Stated goal: Count the lines in the records below that contain the word "umbrella". Reply with only the number.

Material for this exercise:
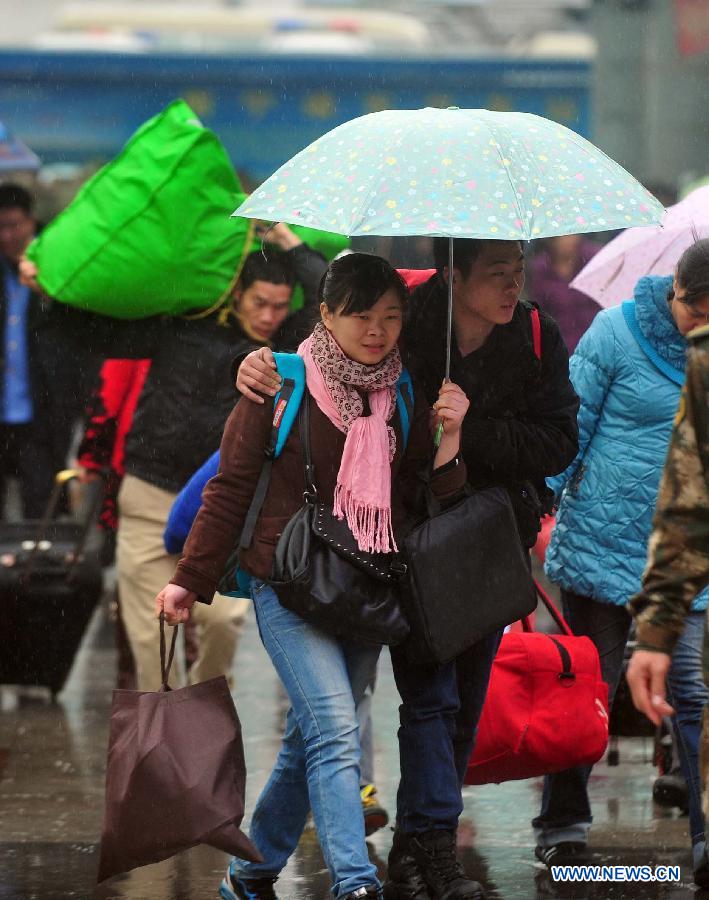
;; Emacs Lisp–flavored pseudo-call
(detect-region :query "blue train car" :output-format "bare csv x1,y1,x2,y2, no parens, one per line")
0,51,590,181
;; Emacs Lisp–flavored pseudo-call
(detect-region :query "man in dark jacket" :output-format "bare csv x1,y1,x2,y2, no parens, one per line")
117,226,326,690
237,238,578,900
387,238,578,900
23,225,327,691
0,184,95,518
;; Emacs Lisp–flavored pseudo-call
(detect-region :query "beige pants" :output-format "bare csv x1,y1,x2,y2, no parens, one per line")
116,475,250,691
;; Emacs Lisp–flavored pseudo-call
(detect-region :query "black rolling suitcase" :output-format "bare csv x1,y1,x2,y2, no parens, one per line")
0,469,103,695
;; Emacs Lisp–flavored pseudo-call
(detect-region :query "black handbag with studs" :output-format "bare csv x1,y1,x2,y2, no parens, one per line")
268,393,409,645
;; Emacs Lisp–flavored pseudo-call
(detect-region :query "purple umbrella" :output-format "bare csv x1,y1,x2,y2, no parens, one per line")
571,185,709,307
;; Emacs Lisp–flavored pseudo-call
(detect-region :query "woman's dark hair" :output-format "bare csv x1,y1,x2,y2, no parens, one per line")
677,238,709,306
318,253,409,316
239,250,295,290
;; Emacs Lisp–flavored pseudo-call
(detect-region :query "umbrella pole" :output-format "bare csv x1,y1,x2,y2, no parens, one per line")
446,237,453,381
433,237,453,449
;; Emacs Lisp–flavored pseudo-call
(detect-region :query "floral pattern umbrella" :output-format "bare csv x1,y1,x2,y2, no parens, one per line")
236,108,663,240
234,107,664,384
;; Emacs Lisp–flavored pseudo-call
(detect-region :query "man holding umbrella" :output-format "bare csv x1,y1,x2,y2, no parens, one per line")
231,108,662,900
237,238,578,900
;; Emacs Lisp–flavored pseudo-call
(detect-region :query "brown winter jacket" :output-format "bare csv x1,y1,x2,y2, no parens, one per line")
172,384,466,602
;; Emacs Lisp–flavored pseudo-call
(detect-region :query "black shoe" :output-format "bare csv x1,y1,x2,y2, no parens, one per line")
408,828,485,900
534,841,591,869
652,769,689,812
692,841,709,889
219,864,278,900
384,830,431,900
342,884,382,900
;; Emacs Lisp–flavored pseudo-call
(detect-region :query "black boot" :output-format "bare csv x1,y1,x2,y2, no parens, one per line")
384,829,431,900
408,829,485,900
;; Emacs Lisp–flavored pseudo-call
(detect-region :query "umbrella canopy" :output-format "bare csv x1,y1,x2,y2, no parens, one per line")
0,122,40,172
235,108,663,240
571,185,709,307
...
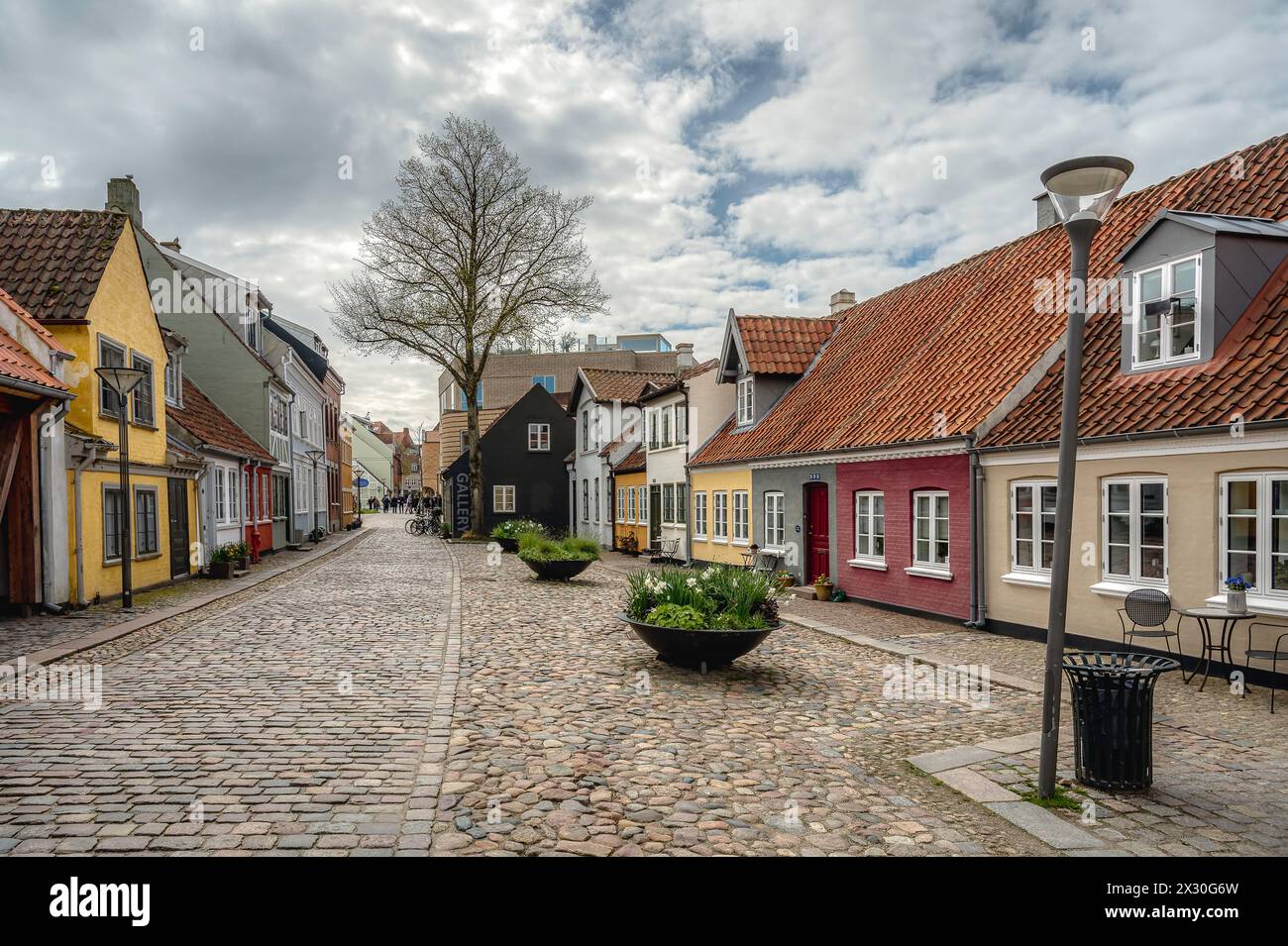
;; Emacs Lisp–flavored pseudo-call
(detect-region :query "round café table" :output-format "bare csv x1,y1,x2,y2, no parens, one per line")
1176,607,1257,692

Answer to the problem: 5